▸ EXTRACTED ENTRIES
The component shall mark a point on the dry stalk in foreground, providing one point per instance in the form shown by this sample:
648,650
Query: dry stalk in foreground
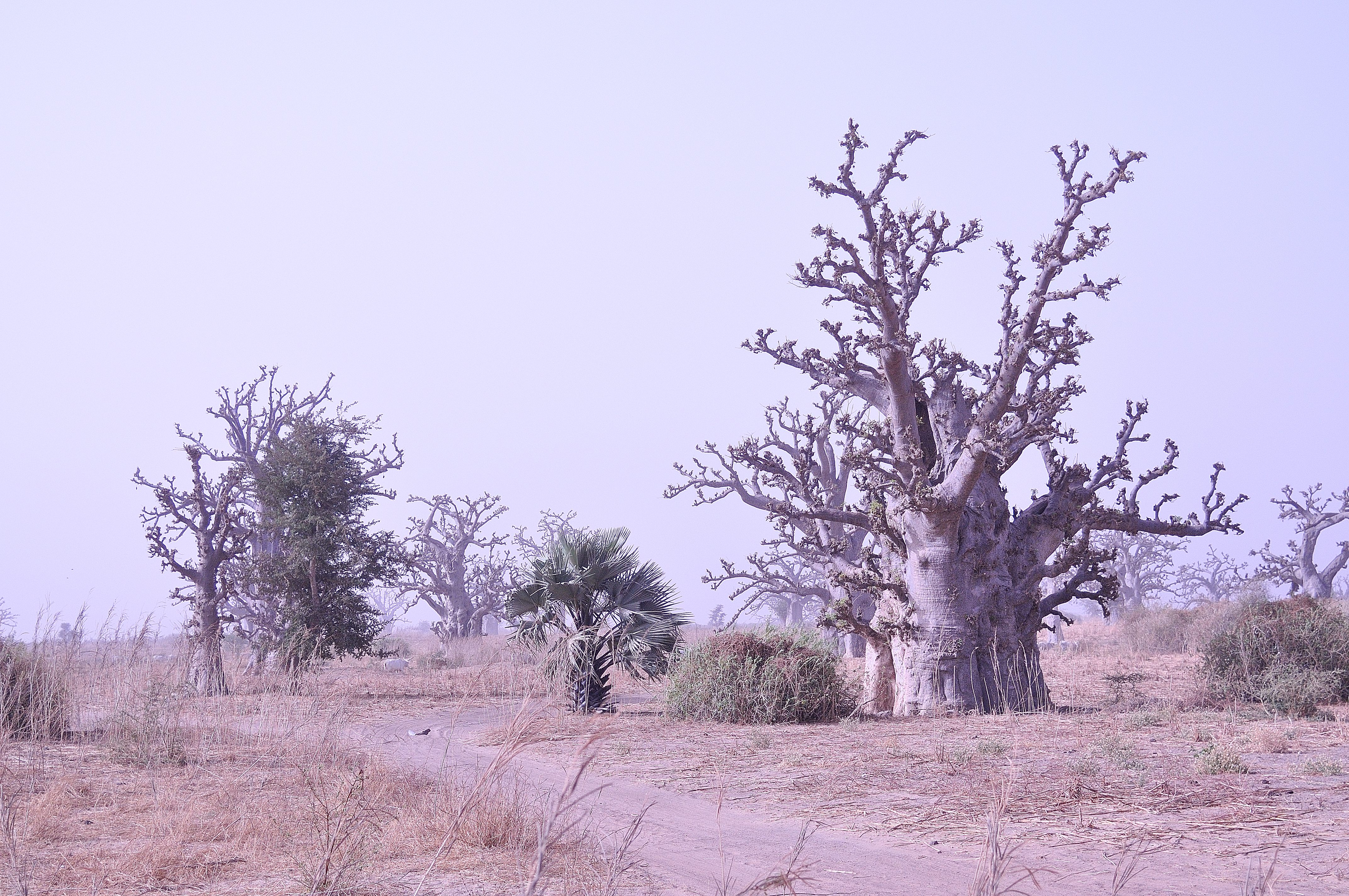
514,739
995,875
20,863
563,817
1261,879
792,874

▸ WHAT NEEDS TO BE DONE
None of the pictures belong in the copy; transcribe the rest of the data exactly.

▸ RESULT BELOW
The component shall mark a point on the dry stalk in foreground, providing one point per instance in the form shown by this sample:
648,650
Query: dry stalk in foreground
514,739
995,875
20,863
563,817
1261,879
792,874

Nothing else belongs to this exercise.